**GOAL 1**
In the Wireleap relay passage, reproduce the part starting with "This has been" and going on through "prospective relay operators.", substituting "involved" for "intricate".
**GOAL 2**
Answer these questions from the Wireleap relay passage:
(a) What bandwidth quota does Joe's server have?
(b) What global limit does Joe set for his weekly timeframe?
(c) How much traffic does Joe allot to the Libre contract?

The Wireleap relay software now supports tracking the amount of traffic it relays, both globally and per contract. Using this data, it is also now possible to limit the amount of the traffic it will relay during a configured period, also, both globally and per contract.
This is particularly useful for two reasons. To not exceed any hosting bandwidth quota limits (which may incur unexpected charges), and to allow the allocation of specific amounts of bandwidth per Wireleap network they support.
This has been a long time in the making, and turned out to be way more complex and intricate than initially thought. It has also been one of the most requested features from existing and prospective relay operators.
Joe has a server with a bandwidth quota of up to 5TB
per month.
The first thing Joe wants to take care of is not going over his bandwidth
quota, so he configures a global_limit
and timeframe
. Any timeframe
measurement period could be configured, such as 30d
, but Joe decides
to set a weekly timeframe using 7d
with a limit of 1TB
.
Next, Joe would like his relay to support two Wireleap networks (i.e.
contracts). The first being the free Wireleap Libre network, and the second being a paid contract. Joe would like to
provide up a quarter of network traffic (256GB
) for the Libre
contract, and the rest to the paid contract as he will be compensated
for the service he provides.
{
"address": "0.0.0.0:13499",
"archive_dir": "archive/sharetokens",
"auto_submit_interval": "5m0s",
"network_usage": {
"global_limit": "1TB",
"timeframe": "7d",
"write_interval": "5m0s",
"archive_dir": "archive/netstats"
},
"contracts": {
"https://c.libre.wireleap.com": {
"address": "wireleap://joe1.relaysinc.com:13499",
"role": "entropic",
"network_usage_limit": "256GB"
},
"https://contract1.example.com": {
"address": "wireleap://joe1.relaysinc.com:13499",
"role": "entropic"

**ENTRIES SUPPLIED**
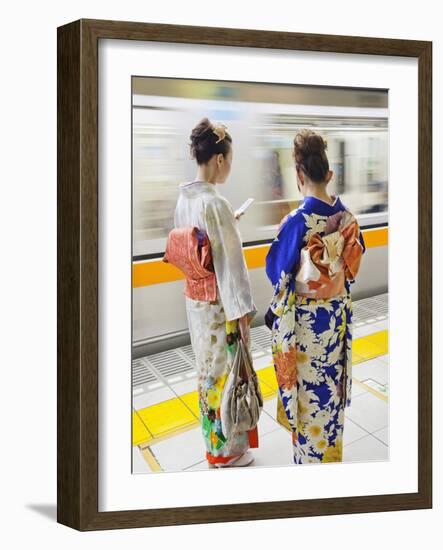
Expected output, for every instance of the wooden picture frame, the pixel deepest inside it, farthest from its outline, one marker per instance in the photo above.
(77, 276)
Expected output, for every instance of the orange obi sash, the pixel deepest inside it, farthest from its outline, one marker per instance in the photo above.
(326, 261)
(189, 250)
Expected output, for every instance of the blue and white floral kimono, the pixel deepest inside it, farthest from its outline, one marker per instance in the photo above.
(311, 263)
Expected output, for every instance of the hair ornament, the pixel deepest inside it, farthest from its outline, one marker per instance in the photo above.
(219, 130)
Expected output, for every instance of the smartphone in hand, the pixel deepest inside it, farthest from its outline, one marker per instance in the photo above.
(240, 211)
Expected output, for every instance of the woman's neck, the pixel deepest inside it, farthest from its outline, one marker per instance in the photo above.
(201, 176)
(318, 192)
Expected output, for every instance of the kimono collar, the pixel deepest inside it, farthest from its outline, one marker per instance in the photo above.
(319, 206)
(192, 188)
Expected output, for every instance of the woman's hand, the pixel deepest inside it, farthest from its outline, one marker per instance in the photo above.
(244, 327)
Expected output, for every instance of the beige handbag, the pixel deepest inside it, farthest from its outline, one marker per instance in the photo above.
(241, 401)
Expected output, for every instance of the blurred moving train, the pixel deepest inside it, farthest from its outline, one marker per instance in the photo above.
(262, 120)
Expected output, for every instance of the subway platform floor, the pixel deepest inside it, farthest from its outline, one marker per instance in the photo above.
(166, 430)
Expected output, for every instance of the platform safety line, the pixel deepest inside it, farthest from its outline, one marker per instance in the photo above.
(370, 390)
(150, 458)
(370, 346)
(157, 272)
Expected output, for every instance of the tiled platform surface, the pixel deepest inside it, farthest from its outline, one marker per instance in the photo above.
(166, 431)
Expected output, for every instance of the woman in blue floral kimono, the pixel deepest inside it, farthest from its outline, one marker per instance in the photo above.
(311, 263)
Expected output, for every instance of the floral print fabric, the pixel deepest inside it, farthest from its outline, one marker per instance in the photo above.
(311, 336)
(213, 325)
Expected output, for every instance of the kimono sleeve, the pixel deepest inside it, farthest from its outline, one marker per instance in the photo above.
(284, 253)
(227, 256)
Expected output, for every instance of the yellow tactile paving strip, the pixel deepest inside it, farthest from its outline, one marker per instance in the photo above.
(176, 415)
(156, 271)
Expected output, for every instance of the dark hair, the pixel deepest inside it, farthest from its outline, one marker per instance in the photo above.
(310, 155)
(203, 142)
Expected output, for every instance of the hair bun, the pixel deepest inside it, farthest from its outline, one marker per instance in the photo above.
(315, 144)
(208, 139)
(310, 154)
(200, 132)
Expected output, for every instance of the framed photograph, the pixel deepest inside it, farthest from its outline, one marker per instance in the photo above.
(244, 274)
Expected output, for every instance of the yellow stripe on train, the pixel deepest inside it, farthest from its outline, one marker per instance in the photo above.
(156, 272)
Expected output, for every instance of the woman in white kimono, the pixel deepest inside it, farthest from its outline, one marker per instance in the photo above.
(216, 326)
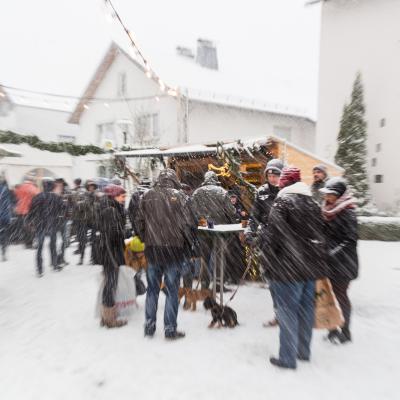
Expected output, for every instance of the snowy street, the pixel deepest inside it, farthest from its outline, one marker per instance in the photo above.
(52, 347)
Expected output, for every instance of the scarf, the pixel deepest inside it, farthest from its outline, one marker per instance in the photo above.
(330, 211)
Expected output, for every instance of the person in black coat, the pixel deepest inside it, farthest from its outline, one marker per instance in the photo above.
(265, 197)
(258, 220)
(111, 225)
(341, 235)
(211, 201)
(43, 217)
(295, 256)
(164, 225)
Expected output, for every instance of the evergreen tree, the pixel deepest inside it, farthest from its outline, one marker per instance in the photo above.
(352, 144)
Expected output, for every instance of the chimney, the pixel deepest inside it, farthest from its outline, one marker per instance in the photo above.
(207, 54)
(184, 52)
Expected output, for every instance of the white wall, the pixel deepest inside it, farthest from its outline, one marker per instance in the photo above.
(138, 85)
(363, 36)
(209, 122)
(7, 115)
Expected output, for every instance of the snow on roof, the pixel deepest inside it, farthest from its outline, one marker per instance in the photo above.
(203, 84)
(170, 152)
(48, 102)
(244, 145)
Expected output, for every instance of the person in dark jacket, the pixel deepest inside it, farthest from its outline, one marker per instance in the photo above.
(320, 175)
(295, 257)
(163, 224)
(240, 212)
(263, 201)
(87, 209)
(61, 188)
(111, 225)
(211, 201)
(258, 221)
(5, 216)
(43, 217)
(133, 207)
(341, 235)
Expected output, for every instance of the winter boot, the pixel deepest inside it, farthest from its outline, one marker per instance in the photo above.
(271, 324)
(109, 318)
(174, 335)
(278, 363)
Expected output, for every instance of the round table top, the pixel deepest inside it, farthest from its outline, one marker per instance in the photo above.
(222, 228)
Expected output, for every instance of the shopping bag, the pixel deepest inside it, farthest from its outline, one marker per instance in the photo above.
(328, 314)
(125, 296)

**WRITTEN RESPONSE 1**
This has been a long time in the making, and turned out to be way more complex and involved than initially thought. It has also been one of the most requested features from existing and prospective relay operators.

**WRITTEN RESPONSE 2**
(a) Up to 5TB per month.
(b) 1TB.
(c) 256GB.